-- start Recorded information --

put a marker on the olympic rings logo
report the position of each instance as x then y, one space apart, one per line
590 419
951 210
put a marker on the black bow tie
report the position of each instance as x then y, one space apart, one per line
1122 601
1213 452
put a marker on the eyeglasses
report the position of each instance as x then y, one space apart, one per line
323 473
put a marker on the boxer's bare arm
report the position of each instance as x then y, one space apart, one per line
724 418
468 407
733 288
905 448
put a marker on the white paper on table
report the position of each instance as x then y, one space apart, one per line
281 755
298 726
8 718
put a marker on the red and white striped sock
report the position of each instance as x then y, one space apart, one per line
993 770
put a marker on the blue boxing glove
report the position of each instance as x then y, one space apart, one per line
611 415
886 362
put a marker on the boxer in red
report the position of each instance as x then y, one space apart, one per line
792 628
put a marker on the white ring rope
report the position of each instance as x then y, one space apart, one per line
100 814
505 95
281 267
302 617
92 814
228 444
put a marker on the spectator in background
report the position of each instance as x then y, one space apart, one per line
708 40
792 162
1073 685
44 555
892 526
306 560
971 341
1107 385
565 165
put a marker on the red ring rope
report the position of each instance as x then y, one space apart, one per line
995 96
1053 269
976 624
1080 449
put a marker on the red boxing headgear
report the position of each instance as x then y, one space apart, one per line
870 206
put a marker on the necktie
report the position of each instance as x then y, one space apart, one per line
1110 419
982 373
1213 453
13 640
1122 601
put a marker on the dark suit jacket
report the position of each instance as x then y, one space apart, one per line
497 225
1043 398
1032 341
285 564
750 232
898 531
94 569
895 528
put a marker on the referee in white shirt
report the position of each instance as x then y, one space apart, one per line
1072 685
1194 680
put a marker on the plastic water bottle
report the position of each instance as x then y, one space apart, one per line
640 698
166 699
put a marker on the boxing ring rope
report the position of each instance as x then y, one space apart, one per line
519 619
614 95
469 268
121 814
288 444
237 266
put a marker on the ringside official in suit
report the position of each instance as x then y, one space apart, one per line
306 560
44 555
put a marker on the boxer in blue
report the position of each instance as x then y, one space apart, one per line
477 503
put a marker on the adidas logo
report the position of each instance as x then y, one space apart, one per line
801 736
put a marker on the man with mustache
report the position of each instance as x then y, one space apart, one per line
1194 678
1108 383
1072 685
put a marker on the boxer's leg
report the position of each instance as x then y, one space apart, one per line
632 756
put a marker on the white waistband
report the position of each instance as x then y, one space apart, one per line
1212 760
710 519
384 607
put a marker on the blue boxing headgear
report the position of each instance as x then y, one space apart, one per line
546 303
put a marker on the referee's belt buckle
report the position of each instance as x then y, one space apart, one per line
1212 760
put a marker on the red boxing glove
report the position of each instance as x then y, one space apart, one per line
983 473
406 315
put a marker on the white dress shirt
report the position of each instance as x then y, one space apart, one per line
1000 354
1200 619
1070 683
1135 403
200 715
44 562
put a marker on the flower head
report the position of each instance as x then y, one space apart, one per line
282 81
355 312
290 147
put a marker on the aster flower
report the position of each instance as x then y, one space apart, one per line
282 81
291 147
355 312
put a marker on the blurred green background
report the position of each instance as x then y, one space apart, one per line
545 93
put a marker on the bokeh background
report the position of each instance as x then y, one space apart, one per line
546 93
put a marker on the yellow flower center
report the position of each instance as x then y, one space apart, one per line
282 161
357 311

-- end Recorded information --

## Goal
Print from the line containing "put a marker on the man with mustache" to the last line above, exactly as written.

## Solution below
put a marker on the man with mustache
report the position of each instance as x then y, one space apart, one per line
1194 678
1108 383
1072 685
put a marker on the boxer's leg
report the position of each instance as x then y, one space apart, one per line
632 756
put a marker on the white waistband
report the position of each instance as x then y, one space apart, one per line
1212 760
710 519
384 607
put a marker on the blue boxing headgear
report the position of each instance as x then y, one space apart, one per line
546 303
put a marker on the referee's belt buckle
report the position of each instance as x then y, one space apart, one per line
1212 760
put a marker on the red boxing glove
report the position of each instance as x then y, one space apart, one per line
983 473
406 315
put a marker on the white dress shirt
report the position of each instance as x then y, one space apart, one per line
1000 354
1200 619
1070 683
1135 403
200 715
44 562
put a marker on the flower head
report the position of each instance as x then y, one space apart, one per line
282 81
355 312
290 147
put a marker on the aster flower
report the position of each instance as x then y, one space apart, one per line
282 81
291 147
355 312
put a marker on the blurred green background
report the position of each instance as x then y, one space apart, one per line
545 93
put a marker on the bokeh background
report the position of each instance as x then y, one space apart, one per line
546 93
put a marker on the yellow flower center
report the position of each instance as x then y, one space apart, one per line
282 161
357 311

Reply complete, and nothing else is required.